- [AIM OF THE EXERCISE] Can you pull out every line of the data below that contains the word "planter"? Treat case as significant.

--- Start INFORMATION SHOWN ---

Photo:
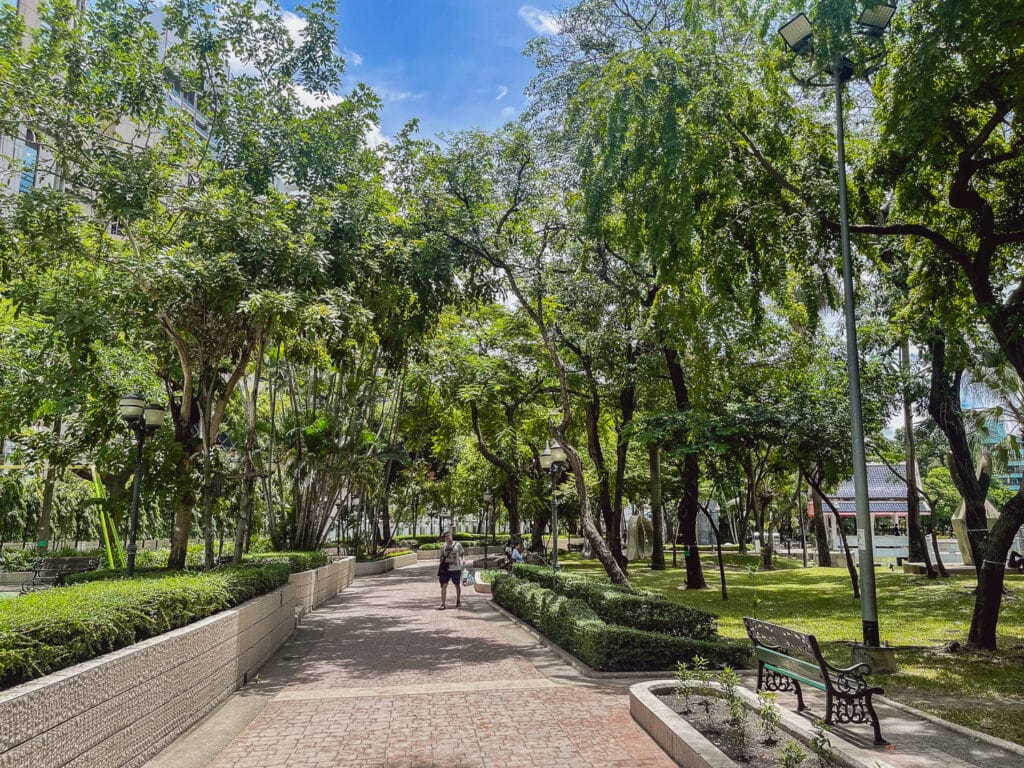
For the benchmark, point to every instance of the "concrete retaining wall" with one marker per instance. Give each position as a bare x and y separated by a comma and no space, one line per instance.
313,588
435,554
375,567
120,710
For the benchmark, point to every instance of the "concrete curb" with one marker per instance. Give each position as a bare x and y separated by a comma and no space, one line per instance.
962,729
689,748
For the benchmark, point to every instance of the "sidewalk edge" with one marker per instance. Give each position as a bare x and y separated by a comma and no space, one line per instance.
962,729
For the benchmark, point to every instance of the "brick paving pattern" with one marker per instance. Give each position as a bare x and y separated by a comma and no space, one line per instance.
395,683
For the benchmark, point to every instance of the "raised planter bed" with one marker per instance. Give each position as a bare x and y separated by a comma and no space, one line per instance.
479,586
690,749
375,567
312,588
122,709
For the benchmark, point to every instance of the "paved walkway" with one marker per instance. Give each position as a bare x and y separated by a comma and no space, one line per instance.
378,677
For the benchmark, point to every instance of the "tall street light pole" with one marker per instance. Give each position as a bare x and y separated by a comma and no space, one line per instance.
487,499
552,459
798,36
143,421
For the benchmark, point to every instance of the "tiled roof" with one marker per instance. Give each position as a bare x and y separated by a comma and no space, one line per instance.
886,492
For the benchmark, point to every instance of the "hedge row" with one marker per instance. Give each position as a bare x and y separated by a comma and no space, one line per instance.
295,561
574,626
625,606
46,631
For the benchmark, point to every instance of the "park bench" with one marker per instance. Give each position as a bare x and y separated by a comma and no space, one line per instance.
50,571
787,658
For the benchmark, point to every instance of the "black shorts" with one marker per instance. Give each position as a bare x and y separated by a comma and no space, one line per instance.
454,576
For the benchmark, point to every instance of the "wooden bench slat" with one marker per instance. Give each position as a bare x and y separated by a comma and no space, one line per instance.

--- End INFORMATION SHOWN ---
--- Start INFORMATION SHOWN ---

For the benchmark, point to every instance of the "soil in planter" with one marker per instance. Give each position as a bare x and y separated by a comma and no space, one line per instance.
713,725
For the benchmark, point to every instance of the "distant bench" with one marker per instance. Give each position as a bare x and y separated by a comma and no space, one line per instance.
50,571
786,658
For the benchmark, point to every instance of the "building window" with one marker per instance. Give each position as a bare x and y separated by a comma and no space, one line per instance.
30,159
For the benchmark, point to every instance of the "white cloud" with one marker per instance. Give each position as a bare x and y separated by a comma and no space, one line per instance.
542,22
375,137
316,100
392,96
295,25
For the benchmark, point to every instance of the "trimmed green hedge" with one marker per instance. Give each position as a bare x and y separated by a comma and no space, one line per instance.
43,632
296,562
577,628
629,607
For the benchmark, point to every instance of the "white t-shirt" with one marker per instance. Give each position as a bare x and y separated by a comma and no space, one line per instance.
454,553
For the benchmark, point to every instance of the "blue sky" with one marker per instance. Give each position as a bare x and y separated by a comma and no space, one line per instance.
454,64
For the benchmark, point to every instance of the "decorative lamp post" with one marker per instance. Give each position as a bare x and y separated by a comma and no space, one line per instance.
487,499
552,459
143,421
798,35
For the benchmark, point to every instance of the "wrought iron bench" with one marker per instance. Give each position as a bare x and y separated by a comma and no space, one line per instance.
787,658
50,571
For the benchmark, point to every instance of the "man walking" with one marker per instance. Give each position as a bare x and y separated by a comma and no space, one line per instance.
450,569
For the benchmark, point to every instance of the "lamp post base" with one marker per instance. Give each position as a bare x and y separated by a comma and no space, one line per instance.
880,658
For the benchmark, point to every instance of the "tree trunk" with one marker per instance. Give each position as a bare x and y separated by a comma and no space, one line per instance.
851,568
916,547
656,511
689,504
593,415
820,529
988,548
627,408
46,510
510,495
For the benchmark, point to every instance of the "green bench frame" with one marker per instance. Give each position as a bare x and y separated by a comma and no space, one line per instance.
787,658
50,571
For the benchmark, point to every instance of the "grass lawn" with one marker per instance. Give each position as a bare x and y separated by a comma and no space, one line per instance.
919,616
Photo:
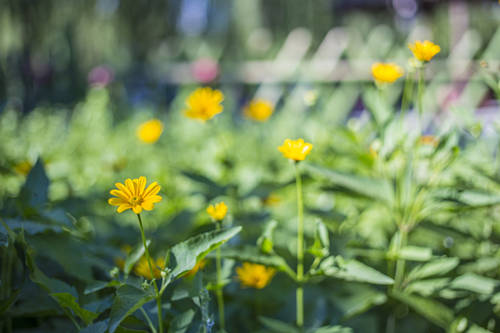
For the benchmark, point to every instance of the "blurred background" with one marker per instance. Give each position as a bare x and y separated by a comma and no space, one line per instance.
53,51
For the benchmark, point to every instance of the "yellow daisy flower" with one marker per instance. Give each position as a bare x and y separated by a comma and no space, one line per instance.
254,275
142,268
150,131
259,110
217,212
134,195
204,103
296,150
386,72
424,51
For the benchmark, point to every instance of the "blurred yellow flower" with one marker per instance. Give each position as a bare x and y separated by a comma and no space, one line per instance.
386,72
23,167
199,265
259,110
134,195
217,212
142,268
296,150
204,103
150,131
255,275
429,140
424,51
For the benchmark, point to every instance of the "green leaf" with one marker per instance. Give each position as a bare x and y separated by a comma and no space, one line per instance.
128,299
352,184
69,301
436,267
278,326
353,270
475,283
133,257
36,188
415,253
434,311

--- End INFORMATION SHOWN ---

- [TASK ANSWER]
For the benchmark, point to every instance of the "raised planter bed" with one marker per instance. Give each position as a bare x and y separated by a comma and no space, one line per instance.
For the benchmark, point to every instance of the "soil in planter" with one marker per instance. Give each position as a bare x and y separated by a comma and no space, one line per instance.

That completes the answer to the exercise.